**Exercise details**
Switch "snug" to "tight" in everything from the line containing "Batch processing job — object class: player in" down to the line containing "176 194 207 223". Give back only those lines, with nothing else changed.

**Recorded information**

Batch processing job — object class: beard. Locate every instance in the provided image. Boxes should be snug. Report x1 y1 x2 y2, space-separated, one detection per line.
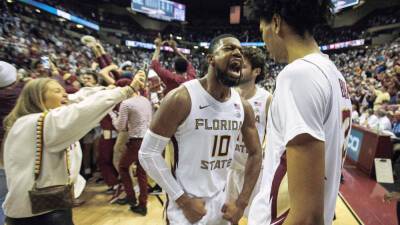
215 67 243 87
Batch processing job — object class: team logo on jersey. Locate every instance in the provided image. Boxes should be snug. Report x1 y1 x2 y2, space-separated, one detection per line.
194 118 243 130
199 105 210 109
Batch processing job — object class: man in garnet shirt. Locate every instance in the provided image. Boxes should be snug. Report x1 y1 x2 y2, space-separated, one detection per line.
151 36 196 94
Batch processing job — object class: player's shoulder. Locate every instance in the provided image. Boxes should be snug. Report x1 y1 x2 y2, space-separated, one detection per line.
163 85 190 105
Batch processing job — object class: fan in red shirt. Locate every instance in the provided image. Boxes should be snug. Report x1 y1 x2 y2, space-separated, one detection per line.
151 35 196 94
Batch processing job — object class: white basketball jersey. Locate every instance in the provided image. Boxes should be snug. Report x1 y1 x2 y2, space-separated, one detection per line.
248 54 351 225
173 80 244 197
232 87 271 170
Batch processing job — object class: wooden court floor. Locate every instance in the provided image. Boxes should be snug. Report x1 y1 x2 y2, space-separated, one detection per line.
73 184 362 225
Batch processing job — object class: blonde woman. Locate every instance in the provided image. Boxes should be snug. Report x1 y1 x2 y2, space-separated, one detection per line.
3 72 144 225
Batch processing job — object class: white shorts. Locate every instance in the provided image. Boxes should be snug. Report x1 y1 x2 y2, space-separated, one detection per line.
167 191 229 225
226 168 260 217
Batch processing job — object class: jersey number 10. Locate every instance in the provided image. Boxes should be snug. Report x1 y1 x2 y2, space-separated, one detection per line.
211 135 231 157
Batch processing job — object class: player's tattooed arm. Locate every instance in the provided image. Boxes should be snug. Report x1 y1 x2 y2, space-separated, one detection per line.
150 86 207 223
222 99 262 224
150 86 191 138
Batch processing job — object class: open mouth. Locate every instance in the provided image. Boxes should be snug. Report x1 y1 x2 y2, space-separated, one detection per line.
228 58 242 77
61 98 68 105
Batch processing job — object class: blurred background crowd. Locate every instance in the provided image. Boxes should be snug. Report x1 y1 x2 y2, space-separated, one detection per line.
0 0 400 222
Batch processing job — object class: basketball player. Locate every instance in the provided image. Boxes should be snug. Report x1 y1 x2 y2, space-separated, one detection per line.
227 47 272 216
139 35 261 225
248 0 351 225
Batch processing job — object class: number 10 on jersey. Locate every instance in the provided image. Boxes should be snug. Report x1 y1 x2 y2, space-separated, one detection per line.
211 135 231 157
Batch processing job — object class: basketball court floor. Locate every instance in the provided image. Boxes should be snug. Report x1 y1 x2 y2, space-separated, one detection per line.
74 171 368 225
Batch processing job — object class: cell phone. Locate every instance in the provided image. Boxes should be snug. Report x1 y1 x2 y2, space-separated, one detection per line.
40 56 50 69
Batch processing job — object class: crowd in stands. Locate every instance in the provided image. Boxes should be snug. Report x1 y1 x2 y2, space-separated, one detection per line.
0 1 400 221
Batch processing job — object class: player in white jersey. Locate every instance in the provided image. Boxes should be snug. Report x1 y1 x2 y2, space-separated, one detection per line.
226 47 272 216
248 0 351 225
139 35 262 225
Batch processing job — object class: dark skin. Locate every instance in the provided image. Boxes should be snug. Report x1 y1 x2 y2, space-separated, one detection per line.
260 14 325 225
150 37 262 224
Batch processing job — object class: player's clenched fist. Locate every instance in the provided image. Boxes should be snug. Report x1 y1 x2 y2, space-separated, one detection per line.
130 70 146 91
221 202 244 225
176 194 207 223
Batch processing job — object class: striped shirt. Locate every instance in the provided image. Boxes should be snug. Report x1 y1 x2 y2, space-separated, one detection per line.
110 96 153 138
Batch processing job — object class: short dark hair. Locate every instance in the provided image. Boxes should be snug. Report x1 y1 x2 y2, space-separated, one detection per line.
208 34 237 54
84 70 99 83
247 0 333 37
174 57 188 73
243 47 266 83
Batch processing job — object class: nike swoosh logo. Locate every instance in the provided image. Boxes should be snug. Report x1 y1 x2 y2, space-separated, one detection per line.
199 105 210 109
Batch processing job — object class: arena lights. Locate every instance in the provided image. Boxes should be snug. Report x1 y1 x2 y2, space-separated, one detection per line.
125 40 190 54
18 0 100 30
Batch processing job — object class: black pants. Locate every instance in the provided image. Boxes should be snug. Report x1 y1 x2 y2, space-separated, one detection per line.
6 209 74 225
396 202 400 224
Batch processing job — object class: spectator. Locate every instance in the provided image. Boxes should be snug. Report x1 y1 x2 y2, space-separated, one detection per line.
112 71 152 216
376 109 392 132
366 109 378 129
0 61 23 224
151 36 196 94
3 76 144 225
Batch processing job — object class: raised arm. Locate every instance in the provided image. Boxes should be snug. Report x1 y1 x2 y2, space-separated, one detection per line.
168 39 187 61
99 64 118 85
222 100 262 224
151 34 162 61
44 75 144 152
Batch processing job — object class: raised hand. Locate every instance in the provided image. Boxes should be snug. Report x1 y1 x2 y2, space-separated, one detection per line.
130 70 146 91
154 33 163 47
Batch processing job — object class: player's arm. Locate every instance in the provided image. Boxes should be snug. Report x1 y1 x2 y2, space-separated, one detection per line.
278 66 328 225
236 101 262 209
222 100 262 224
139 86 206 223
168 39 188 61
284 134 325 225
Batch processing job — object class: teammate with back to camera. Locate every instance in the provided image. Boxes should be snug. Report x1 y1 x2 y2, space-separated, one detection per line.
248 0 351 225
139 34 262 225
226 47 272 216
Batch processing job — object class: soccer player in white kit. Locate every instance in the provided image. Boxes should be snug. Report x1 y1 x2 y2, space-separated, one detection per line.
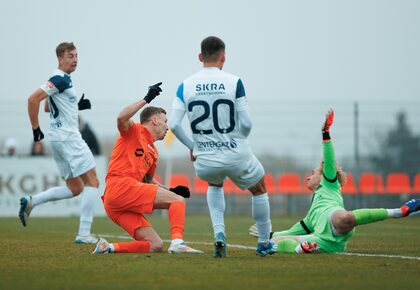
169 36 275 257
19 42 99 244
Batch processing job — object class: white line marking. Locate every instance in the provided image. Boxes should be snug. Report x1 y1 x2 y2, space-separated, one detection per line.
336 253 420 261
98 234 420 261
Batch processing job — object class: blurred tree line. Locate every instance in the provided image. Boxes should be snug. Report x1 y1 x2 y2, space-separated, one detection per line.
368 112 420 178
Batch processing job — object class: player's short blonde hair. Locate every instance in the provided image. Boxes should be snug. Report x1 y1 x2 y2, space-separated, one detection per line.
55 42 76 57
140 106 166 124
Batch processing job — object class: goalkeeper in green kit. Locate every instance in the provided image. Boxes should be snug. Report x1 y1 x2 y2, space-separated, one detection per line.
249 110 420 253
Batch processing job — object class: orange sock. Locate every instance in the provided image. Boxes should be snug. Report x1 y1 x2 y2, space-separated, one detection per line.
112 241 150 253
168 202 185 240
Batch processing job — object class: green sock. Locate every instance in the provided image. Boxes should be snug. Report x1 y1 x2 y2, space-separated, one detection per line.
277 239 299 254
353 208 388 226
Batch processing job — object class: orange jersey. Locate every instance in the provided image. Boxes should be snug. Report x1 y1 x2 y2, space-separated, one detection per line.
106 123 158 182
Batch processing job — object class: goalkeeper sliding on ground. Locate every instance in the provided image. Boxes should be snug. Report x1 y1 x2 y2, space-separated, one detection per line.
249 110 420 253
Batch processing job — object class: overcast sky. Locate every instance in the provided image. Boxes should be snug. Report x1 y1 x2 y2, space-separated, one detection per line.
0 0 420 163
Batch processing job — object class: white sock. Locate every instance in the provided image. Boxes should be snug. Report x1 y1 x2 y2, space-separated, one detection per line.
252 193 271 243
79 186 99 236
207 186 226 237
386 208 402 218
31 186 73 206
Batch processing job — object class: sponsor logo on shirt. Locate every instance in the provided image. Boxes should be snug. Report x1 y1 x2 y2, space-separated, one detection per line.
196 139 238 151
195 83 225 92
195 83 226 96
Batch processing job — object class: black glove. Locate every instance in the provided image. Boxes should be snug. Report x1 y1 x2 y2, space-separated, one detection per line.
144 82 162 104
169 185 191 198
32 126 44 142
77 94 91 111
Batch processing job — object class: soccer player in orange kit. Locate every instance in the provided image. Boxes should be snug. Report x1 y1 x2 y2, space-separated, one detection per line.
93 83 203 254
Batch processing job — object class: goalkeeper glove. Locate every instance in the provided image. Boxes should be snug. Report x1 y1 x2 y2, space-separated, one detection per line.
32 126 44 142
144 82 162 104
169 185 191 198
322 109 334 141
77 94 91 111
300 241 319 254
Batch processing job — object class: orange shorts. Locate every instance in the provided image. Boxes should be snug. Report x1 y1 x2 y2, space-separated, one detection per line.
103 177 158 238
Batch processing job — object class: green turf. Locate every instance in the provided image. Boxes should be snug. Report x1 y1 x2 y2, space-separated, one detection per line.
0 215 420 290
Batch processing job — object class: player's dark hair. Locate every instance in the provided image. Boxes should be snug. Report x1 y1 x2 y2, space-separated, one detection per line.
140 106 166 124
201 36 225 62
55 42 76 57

**Task solution**
Batch processing job — object class: player in white jersey. Locate every instance in the provided image. Boxes should be tight. Report x1 y1 x2 y2, space-separated, one detection per line.
226 47 272 216
248 0 351 225
139 35 262 225
Batch processing job — object class: dark skin. Locate every instance in the provided image. Boxes should be tight. Report x1 y1 x2 y2, space-separated, one detection per line.
260 14 325 225
150 37 262 224
Batch processing job — object class: player's clenched fist. Locate every instance in the provided image. Boxes should be tight. Report x1 y1 x2 y2, space-separated, one detection per line.
130 70 146 91
221 202 244 225
176 194 207 223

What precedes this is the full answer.